(Items listed in a dataset)

════════

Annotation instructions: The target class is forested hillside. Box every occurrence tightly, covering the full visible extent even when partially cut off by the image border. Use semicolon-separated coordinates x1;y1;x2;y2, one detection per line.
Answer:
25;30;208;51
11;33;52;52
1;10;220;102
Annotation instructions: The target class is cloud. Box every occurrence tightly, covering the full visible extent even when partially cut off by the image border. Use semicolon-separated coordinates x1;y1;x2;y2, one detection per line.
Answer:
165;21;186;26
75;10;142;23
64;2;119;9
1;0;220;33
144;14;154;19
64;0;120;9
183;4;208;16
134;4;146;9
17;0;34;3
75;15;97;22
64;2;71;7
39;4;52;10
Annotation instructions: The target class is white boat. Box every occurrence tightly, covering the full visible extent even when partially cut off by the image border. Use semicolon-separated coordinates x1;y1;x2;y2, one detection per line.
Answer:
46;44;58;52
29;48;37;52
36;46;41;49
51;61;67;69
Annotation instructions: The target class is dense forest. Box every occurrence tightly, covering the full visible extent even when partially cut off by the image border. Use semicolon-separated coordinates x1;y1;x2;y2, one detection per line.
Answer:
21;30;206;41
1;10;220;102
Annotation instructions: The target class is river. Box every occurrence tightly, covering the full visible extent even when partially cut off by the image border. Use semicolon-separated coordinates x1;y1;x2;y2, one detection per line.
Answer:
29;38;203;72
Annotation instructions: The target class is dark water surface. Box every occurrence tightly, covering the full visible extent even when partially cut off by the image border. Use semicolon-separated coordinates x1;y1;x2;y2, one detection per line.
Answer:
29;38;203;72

════════

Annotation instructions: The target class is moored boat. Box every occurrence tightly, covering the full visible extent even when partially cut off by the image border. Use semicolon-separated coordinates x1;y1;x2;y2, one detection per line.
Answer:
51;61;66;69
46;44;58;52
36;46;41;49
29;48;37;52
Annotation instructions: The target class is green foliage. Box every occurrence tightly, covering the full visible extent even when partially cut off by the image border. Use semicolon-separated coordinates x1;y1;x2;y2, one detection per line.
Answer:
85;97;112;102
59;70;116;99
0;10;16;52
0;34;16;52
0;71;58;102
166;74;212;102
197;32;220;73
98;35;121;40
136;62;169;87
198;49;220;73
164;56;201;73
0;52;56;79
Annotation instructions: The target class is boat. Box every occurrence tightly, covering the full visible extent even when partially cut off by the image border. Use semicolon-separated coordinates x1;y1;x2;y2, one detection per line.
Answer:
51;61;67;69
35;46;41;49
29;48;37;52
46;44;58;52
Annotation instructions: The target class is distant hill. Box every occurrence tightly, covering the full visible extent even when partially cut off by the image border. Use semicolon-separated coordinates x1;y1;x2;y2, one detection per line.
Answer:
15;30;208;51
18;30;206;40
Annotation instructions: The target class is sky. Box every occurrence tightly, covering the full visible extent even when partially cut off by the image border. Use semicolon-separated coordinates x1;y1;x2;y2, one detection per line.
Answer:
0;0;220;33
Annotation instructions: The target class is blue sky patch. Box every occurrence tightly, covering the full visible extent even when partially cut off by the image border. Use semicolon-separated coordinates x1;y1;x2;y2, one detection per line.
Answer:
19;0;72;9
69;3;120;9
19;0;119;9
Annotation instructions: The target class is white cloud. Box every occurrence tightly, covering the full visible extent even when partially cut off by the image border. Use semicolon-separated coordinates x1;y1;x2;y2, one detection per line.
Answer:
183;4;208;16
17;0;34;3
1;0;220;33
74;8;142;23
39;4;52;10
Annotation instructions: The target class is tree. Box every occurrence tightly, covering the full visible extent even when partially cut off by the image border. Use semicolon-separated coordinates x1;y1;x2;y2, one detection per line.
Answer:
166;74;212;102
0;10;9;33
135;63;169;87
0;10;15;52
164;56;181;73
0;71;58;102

════════

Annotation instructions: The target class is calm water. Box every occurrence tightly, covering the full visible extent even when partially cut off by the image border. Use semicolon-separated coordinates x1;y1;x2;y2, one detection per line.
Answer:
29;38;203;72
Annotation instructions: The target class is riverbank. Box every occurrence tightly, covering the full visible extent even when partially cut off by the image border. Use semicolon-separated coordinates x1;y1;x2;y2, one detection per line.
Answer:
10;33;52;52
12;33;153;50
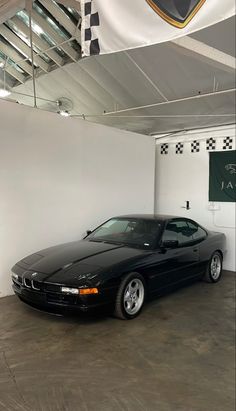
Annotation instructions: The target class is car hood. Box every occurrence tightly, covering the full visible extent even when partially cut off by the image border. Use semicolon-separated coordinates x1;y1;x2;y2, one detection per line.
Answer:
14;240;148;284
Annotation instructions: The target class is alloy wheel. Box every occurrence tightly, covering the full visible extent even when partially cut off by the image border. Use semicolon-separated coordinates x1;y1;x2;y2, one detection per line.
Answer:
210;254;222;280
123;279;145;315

════════

* **WHAT YOU NEED TO DO**:
Lines containing the word "boat": copy every one of them from the records above.

* **YOUR SOLUTION**:
Annotation instructions: The target class is white boat. Box every occurrence tightly, covering the full visible extent even when partially cut off by the image border. Use semicolon-separated coordinates x1;y1;x2;y2, one detection per line.
Annotation instructions: The target class is moored boat. Box every occurrence tightly, covering the full visible extent even when partially cut off by the image border. Use semicolon-separated coordinates x1;y1;x2;y2, one detection per line.
Annotation instructions: The target class is boat. Box every occurrence tightly, covering the full visible extent even when partially cut off by the image border. Use semicolon-separated coordinates x1;y1;x2;y2, one detection per line.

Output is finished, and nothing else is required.